- TASK DESCRIPTION: Edit the listing lines from the line with "Reviewer note: verify that each instance of the muscled" through the end of the listing, changing "Pins" to "Points" and leaving everything else unchanged. Return only those lines.

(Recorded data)
***
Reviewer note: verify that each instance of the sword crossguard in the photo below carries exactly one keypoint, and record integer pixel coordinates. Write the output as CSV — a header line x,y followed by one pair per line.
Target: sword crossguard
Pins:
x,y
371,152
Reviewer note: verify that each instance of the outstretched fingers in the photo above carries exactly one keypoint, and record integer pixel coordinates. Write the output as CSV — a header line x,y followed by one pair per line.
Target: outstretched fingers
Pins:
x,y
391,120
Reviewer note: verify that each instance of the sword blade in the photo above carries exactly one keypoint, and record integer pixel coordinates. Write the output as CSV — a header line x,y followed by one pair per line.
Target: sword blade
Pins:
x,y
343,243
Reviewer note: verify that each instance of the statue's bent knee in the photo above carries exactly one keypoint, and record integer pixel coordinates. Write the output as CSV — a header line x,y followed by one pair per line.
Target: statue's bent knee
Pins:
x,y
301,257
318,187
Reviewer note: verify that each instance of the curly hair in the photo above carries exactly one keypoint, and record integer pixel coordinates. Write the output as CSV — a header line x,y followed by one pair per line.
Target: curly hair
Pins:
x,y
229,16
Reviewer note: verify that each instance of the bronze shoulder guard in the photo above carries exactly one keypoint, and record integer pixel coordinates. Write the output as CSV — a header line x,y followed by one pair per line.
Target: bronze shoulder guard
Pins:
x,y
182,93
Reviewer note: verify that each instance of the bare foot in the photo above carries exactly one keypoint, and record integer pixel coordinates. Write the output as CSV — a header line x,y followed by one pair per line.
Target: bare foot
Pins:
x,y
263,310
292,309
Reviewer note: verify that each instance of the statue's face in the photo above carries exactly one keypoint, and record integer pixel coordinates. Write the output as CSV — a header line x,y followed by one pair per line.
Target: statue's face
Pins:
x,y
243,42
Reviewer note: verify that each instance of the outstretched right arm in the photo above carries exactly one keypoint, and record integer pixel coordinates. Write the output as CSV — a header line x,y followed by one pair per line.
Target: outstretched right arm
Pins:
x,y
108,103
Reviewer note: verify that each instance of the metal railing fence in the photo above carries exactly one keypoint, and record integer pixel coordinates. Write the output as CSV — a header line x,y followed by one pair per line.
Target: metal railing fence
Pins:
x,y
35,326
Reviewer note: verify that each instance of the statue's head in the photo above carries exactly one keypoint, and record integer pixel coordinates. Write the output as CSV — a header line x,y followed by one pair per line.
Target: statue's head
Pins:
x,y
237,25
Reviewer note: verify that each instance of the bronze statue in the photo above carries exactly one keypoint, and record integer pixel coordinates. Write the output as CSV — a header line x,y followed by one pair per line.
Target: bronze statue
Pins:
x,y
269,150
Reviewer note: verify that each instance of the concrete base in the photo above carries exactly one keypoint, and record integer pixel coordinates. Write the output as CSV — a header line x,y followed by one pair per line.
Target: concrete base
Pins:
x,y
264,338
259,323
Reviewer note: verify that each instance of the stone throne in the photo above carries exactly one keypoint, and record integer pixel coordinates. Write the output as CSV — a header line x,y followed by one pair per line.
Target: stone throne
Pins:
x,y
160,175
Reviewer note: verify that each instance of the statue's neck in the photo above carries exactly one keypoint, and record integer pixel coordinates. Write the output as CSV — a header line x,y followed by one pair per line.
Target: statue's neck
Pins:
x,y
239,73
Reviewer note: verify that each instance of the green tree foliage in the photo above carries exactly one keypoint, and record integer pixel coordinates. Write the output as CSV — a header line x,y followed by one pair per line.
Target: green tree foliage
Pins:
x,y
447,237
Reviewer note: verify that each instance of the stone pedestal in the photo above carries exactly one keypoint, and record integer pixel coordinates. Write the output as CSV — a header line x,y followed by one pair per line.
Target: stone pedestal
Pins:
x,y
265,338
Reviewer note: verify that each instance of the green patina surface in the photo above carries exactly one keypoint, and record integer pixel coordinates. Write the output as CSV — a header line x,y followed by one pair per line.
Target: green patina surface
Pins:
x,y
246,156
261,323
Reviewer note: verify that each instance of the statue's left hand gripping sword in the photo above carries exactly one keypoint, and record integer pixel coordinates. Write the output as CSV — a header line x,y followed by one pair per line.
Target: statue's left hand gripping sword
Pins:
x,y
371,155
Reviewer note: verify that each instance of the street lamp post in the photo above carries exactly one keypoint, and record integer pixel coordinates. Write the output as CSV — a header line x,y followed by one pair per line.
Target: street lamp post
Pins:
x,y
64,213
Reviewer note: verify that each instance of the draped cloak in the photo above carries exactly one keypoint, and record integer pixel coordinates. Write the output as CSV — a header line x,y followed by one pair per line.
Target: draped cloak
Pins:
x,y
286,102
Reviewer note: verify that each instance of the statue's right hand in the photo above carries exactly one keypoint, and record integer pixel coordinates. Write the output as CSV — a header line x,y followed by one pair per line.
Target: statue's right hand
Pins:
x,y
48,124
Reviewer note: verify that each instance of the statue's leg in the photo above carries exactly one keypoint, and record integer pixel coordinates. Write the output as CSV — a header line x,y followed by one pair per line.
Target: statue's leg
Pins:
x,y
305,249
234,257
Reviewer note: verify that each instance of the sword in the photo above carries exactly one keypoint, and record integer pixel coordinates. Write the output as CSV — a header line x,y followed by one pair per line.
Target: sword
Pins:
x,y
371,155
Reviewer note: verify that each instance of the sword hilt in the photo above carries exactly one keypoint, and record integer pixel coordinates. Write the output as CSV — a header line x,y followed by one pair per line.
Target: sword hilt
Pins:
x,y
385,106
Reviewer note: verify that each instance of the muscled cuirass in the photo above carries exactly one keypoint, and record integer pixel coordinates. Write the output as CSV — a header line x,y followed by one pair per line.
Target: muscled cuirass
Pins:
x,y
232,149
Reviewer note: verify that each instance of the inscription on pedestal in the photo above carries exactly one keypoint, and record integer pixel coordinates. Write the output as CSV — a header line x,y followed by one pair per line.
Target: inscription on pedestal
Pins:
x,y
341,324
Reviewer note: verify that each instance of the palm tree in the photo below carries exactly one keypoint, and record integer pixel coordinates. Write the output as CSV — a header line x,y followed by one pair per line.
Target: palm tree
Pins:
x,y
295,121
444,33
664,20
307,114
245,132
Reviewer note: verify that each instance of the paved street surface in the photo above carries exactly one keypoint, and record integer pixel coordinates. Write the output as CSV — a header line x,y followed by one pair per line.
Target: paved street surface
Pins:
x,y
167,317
***
- REPLY:
Reviewer note: verify that each instance of the muscled cuirass in the photo above carries exactly one keypoint, and record integer pixel coordinates. Write the output as CSV — a header line x,y followed by one pair per line.
Target: muscled cuirass
Points:
x,y
232,149
Reviewer note: verify that each instance of the inscription on pedestal in the photo above carries exactly one keypoint, and record integer pixel coordinates. Write the output as CSV — a header line x,y followed by one pair per line.
Target: inscription on pedestal
Points:
x,y
341,324
Reviewer note: verify that each instance of the palm tree in the photo below carries exactly one keypoint, and record integer pixel coordinates. Write the output as CSV — a header line x,y followed by one pair per line.
Target: palm tree
Points:
x,y
295,121
444,33
664,20
307,114
245,132
Reviewer note: verify that each instance of the paved street surface in the photo above carries exactly one keypoint, and record integer pixel coordinates. Write the output as CSV — a header line x,y followed by one pair per line.
Target: paved street surface
Points:
x,y
167,317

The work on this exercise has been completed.